-------- Study text --------
Wednesday, June 27, 2018

Barry Pearman :: Broken to Built

Broken to Built: 31 Days of Rebuilding with Nehemiah by Barry Pearman on Amazon

broken to built book coverFor several years I've followed Pastor Barry Pearman's Turning the Page website; I also belong to his related Facebook page and recommend both to you.

With a short chapter a day for a month of 31 days, mental health advocate and practitioner Barry Pearman anchors his reflective insights in the post-exilic Hebrew Bible book of Nehemiah. Although the book guides individuals as they move from being Broken to becoming (re)Built, Pearman reminds us of the necessity of having community alongside us and the necessity of constant connections with God, the only truly reliable One. The visually striking cover of the book photographically illustrates the idea of interaction and cooperation; in fact, the author crowd-sourced on his Facebook page to determine which one of four cover choices most appealed to people.

This book is for everyone! in his intro the author explains, "..we are in recovery mode. We are building and growing a life out of the rubble of what was left behind. In the choking dust of rubble we find that this is no fairy tale. The biblical Book of Nehemiah is a love story. God is in love with the people of Jerusalem and sees them broken, shamed and without dignity." And, "The big idea is that recovery/life takes place in a relational context."

Each chapter opens with a very short real-life vignette from people the author knows in real life; each chapter ends with a (1)Quote to consider, (2)Question to answer, and (3)A rock to build with. I'd suggest at first quickly glancing through the entire book to get a basic overview, then using each chapter as part of your daily devotions, and during the day remembering the end of chapter Quotes, Questions, and Rocks.

Hopefully everyone's life isn't completely in shambles and shards all the time, yet there's always some element that needs to be healed and helped back to wholeness. Maybe you've heard someone mention they started therapy or counseling because parts of their lives were going extremely well, while another aspect or two was in disastrous condition? Maybe that's been your experience? Despite being grounded in scripture Jews and Christians can relate to and affirm as having authority for their lives, this book is for everyone!
-------- Extracted material --------
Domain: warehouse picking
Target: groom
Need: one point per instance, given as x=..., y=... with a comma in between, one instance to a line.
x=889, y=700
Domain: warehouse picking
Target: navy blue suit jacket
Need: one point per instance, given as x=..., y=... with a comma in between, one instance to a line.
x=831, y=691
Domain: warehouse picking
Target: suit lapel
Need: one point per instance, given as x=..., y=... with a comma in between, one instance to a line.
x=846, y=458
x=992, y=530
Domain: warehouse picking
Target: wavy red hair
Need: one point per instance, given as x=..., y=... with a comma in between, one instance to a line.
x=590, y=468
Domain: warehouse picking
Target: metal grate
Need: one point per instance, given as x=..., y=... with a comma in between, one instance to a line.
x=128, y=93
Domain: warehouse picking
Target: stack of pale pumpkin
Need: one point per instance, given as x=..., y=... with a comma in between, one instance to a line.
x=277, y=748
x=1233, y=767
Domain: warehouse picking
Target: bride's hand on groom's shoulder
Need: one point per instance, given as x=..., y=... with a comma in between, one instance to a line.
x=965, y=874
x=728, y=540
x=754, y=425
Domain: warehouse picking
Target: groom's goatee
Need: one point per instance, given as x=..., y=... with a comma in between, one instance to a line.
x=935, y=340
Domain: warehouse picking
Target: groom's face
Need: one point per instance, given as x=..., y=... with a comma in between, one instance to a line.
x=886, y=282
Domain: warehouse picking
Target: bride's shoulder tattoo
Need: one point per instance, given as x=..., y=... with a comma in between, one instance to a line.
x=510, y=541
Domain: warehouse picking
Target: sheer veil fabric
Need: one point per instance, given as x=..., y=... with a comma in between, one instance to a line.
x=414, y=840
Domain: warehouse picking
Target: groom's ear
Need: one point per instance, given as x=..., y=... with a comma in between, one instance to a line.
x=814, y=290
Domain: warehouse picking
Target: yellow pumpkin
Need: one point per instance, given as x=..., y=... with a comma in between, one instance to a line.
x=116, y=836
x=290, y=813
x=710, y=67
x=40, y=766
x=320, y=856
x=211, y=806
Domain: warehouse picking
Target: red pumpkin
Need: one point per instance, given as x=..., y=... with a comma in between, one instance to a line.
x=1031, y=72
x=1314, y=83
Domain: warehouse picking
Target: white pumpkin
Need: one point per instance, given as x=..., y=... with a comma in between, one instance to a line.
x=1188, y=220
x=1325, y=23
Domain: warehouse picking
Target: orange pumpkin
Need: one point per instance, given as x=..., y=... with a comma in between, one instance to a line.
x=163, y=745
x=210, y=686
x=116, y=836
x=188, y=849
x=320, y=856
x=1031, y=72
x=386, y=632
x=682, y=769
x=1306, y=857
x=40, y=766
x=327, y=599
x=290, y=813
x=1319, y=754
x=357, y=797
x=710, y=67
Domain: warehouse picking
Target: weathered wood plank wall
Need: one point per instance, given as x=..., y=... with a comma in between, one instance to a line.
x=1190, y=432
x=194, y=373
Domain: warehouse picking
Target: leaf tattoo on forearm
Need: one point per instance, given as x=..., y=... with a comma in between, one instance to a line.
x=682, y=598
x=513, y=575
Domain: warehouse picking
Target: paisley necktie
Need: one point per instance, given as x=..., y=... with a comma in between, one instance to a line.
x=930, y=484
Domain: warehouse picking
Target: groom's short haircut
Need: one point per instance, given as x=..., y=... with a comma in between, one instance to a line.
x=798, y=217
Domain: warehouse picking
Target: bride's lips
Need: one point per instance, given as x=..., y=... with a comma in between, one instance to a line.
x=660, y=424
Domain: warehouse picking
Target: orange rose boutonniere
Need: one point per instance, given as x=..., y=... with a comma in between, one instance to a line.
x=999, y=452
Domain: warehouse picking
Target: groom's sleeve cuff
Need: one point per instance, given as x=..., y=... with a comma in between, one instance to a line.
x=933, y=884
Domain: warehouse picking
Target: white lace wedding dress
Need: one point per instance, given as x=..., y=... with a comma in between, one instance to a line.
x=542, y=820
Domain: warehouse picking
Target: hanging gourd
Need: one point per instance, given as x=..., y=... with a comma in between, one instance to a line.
--------
# [Activities]
A. Write out the stretch of the review of Broken to Built from "This book is for everyone! in" through "Questions, and Rocks.".
B. According to the review of Broken to Built, how many cover choices did the author put to people on his Facebook page?
The lines have no connection to the review of Broken to Built.

# [Task responses]
A.
This book is for everyone! in his intro the author explains, "..we are in recovery mode. We are building and growing a life out of the rubble of what was left behind. In the choking dust of rubble we find that this is no fairy tale. The biblical Book of Nehemiah is a love story. God is in love with the people of Jerusalem and sees them broken, shamed and without dignity." And, "The big idea is that recovery/life takes place in a relational context."

Each chapter opens with a very short real-life vignette from people the author knows in real life; each chapter ends with a (1)Quote to consider, (2)Question to answer, and (3)A rock to build with. I'd suggest at first quickly glancing through the entire book to get a basic overview, then using each chapter as part of your daily devotions, and during the day remembering the end of chapter Quotes, Questions, and Rocks.

B. Four.